Set problem – The lines to be copied run from the one containing "in hat, giving" to the end of the material below; reproduce them exactly, including both ends, and nothing more.

• • • •

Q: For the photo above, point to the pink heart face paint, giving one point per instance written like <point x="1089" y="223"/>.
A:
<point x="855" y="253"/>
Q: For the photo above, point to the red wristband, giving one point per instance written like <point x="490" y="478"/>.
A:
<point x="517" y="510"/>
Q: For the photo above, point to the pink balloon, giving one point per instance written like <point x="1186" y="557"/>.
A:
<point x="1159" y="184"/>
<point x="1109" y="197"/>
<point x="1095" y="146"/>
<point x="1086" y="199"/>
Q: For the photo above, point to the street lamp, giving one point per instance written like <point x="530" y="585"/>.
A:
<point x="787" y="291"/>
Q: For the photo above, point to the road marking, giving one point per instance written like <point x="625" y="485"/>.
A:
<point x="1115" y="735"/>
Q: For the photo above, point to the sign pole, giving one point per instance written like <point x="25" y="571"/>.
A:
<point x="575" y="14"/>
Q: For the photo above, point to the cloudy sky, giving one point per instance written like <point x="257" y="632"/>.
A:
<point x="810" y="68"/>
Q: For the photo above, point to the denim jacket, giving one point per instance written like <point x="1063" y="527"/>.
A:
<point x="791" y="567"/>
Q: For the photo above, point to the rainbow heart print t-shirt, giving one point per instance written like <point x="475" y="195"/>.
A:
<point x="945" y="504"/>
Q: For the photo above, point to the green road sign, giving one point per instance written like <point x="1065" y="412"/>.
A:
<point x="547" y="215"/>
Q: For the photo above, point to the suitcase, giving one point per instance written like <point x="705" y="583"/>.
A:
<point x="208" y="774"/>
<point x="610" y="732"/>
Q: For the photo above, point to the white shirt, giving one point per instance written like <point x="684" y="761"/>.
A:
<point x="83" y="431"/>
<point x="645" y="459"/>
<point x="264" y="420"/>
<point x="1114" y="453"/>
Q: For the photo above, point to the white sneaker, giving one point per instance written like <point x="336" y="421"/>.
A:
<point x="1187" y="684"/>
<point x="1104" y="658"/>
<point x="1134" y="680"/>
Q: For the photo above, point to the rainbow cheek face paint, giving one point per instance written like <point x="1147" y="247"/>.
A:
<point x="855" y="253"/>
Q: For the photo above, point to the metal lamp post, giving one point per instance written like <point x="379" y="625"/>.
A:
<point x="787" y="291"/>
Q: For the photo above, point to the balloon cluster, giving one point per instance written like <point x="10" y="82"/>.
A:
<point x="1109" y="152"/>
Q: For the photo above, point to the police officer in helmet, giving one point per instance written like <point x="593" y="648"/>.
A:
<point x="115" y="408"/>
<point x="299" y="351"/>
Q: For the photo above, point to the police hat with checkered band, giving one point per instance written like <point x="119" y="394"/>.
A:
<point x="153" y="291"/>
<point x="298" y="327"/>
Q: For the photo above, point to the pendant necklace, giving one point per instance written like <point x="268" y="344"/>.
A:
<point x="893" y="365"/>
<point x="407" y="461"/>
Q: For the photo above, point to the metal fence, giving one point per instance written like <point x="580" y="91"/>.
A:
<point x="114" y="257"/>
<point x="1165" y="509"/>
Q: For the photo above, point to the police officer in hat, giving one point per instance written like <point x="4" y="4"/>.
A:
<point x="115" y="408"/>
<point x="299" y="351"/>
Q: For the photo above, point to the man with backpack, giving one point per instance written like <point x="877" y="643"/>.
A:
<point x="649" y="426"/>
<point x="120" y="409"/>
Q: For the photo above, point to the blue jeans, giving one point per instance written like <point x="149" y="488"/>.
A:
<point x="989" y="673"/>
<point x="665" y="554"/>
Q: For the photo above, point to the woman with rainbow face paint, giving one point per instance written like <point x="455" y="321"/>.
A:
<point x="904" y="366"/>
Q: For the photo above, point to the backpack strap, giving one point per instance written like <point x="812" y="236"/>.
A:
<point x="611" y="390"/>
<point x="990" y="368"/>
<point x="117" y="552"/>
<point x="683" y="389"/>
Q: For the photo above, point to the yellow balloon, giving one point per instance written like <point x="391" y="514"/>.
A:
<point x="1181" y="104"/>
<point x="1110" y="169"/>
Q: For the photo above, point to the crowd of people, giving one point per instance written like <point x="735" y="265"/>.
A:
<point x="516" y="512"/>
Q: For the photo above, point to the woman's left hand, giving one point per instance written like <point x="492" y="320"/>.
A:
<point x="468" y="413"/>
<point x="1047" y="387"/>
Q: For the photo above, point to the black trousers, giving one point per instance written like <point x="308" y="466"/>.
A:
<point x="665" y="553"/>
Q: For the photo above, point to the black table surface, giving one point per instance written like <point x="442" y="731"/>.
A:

• • • •

Result of the task –
Q: For the photo above, point to the police officer in hat, giving one point per instance written like <point x="4" y="4"/>.
A:
<point x="115" y="408"/>
<point x="299" y="351"/>
Q: For the photo above, point to the man with backpack, giving one point per instance written like <point x="877" y="643"/>.
A:
<point x="649" y="426"/>
<point x="120" y="409"/>
Q: For the photo above, point to the blue jeans, giving one point per instance written like <point x="149" y="488"/>.
A:
<point x="989" y="673"/>
<point x="665" y="554"/>
Q: For the photo above, point to the woman with rainbow face paint, giving one point per instance written like <point x="455" y="321"/>.
A:
<point x="904" y="366"/>
Q: For the photo above, point to the backpack strap, giving one point per instance written like <point x="812" y="236"/>.
A:
<point x="611" y="390"/>
<point x="990" y="368"/>
<point x="117" y="552"/>
<point x="683" y="389"/>
Q: For the photo above, point to the yellow balloon, giving one point per instance written like <point x="391" y="514"/>.
A:
<point x="1181" y="104"/>
<point x="1110" y="169"/>
Q: For the photo above, point to the crowd of people, giving one point per instance written like <point x="735" y="265"/>.
A:
<point x="516" y="512"/>
Q: For the photo above, point to the woman's left hand, giving one point per instance written like <point x="492" y="320"/>.
A:
<point x="468" y="413"/>
<point x="1047" y="387"/>
Q: For the photo above, point to the black trousers, giving one point per instance written like <point x="308" y="466"/>.
A:
<point x="665" y="553"/>
Q: For the photo above, point to the black table surface, giving one point per instance written like <point x="442" y="731"/>.
A:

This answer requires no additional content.